§ **Passage to read**
____
Product

Building the Tolt MCP Server

Andrej
Product Engineer

Some weeks ago we shipped Tolt's MCP server. Monday to Friday, idea to production. This is what we learned along the way.

If you haven't touched MCP yet: it's a protocol that lets AI tools like Claude or ChatGPT call your API directly. You expose a set of tools, the model picks which one to call based on what the user asks, and it gets back a real answer instead of a hallucinated one. For Tolt, this means someone can ask their AI "who are my top five affiliates this month" and the data just shows up. No dashboard, no CSV export.

Simple idea. Surprisingly opinionated implementation.

Thin wrappers aren't enough

We started the way most people probably start: by auto-generating tools from our existing API. One endpoint, one tool. list_partners, get_partner, list_commissions, and so on.

It worked. But the first real question we tried killed it.
"Show me partners who generated over $10k last quarter but dropped 40% in the last 30 days."

With only thin wrappers, the agent has to page through every partner in the program, then page through every transaction for each one, computing totals as it goes. By the time it's halfway done, the context window is cooked.

So we added a second layer of tools on top of the API wrappers. Tools that do the aggregation on the server instead of forcing the agent to do it:

- top_partners scans every partner and ranks them by revenue, commissions, clicks or customers.

- partner_performance_snapshot pulls every customer, transaction and commission for one partner in parallel, then returns status breakdowns and totals.

- commission_reconciliation cross-references transactions against commissions by ID to find orphans and compute effective commission rate.

- get_program_summary fires four parallel requests with limit=1 and reads only total_count from each. A whole-program overview in roughly one round trip.

These are what the agent actually reaches for. The thin wrappers are there for the weird edge cases.

The rule we ended up with: fewer, richer tools beat many atomic ones. Every extra tool call costs tokens and gives the agent another chance to go off the rails.

Cheap answers to cheap questions

The best tool we wrote doesn't hit the API at all.
____
§ **Dataset content**

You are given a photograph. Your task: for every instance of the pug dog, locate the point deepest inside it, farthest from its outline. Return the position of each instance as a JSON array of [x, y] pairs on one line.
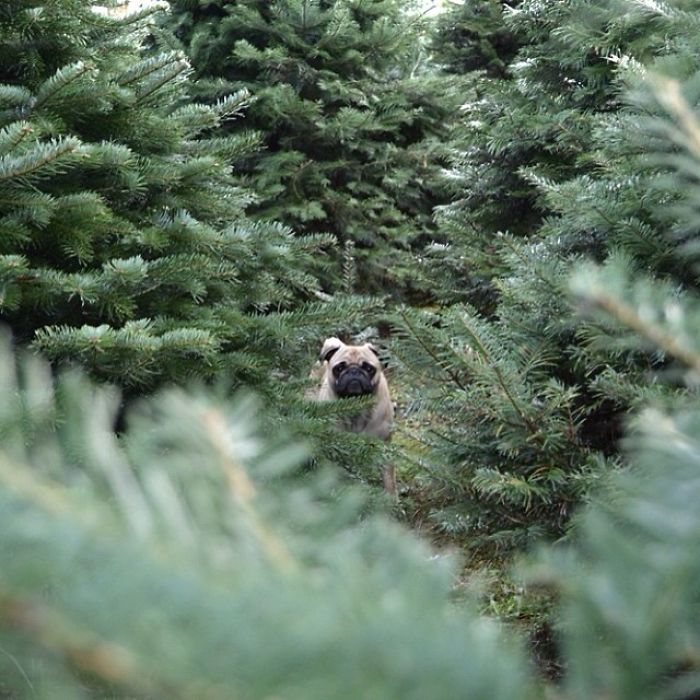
____
§ **Set of tasks**
A – Answer these questions using the article on building the Tolt MCP server.
(i) How long did it take to take the MCP server from idea to production?
(ii) Which tool ranks partners by revenue, commissions, clicks or customers?
(iii) How many parallel requests does get_program_summary fire?
B – In the article on building the Tolt MCP server, swap "orphans" for "unmatched records" in the part starting at "- partner_performance_snapshot pulls" and ending at "effective commission rate.", then write out that part.
The listing has nothing to do with the article.

§ **Answers for the tasks**
A –
(i) Monday to Friday
(ii) top_partners
(iii) Four

B –
- partner_performance_snapshot pulls every customer, transaction and commission for one partner in parallel, then returns status breakdowns and totals.

- commission_reconciliation cross-references transactions against commissions by ID to find unmatched records and compute effective commission rate.